What Is It?
A Scatter Plot is a common plot type that visualizes each row in your dataset as a single point on either a 2D or 3D plot. This is most helpful to view how numerical features relate to each other.
Why Is This Important?
By visualizing relationships between numerical features, you can start to understand trends and patterns in your data. Scatter Plots can help you see things like how days in trial and number of different drug regimens affect outcomes of clinical trials, enabling researchers to reduce the cost of producing new treatments. A shipping data analyst could also identify how cost and distance traveled affect delays, allowing them to improve on-time performance. By adding even more dimensions like Color, Size, and Shape to your Scatter Plots, you can recognize very complex relationships in your data.
How?
Steps for creating a Scatter Plot:
- Drag one feature from the Features list to the X dimension and one feature to the Y dimension.
- If you click Apply, you will create a 2D Scatter Plot, the most basic option.
- You could also add another feature to the Z dimension to create a 3D Scatter Plot.
- Adding a feature to Color will help make trends in the visualization pop, and the Color dimension is usually best-suited for the feature you are most interested in.
- Additional dimensions that work well with Scatter Plots are Size, Shape, Group By, Playback, Halo, and Pulsation (each of these dimensions have their specific strengths, visit their respective documentation pages to learn more.
- If you are interested in visualizing categorical features, consider using a Histogram or Violin Plot.
Note: For very large datasets (in the millions of points), you may want to change the Shape Options to Point Cloud to improve performance.

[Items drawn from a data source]
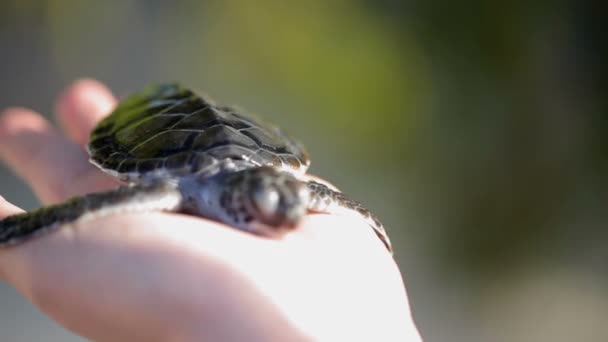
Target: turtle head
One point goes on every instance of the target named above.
(264, 200)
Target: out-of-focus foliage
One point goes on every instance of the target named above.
(476, 130)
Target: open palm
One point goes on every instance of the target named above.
(172, 277)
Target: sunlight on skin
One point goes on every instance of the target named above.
(159, 276)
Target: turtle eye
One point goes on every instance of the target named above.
(266, 200)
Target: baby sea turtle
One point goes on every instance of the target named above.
(178, 151)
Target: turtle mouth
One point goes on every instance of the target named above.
(278, 202)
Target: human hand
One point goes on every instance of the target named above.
(172, 277)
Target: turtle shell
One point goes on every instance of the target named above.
(169, 131)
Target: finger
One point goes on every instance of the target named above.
(81, 106)
(55, 168)
(7, 208)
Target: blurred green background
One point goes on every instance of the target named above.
(476, 131)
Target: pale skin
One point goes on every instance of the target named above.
(172, 277)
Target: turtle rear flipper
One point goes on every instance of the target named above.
(153, 197)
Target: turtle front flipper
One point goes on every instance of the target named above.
(154, 197)
(326, 200)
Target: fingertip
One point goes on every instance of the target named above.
(14, 121)
(7, 208)
(81, 106)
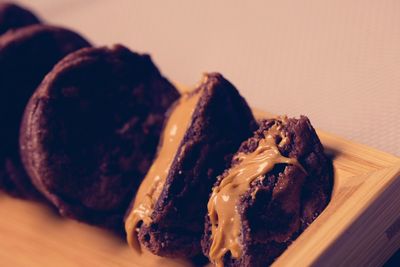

* _ASSIGNED TASK A_
In the scatter plot text, substitute "scientists" for "researchers" and reproduce the passage between "Why Is This" and "relationships in your data.", inclusive.
* _ASSIGNED TASK B_
State whether each statement agrees with the scatter plot text, answering yes or no and quoting the deciding words: (i) A Scatter Plot represents each row of a dataset as a single point. (ii) Clicking Apply after filling the X and Y dimensions produces a 3D Scatter Plot. (iii) For visualizing categorical features, the text suggests a Histogram or Violin Plot.
None of the records is needed for this work.

* _ANSWER SPACE A_
Why Is This Important?
By visualizing relationships between numerical features, you can start to understand trends and patterns in your data. Scatter Plots can help you see things like how days in trial and number of different drug regimens affect outcomes of clinical trials, enabling scientists to reduce the cost of producing new treatments. A shipping data analyst could also identify how cost and distance traveled affect delays, allowing them to improve on-time performance. By adding even more dimensions like Color, Size, and Shape to your Scatter Plots, you can recognize very complex relationships in your data.

* _ANSWER SPACE B_
(i) Yes: "visualizes each row in your dataset as a single point on either a 2D or 3D plot"
(ii) No: "If you click Apply, you will create a 2D Scatter Plot, the most basic option."
(iii) Yes: "consider using a Histogram or Violin Plot."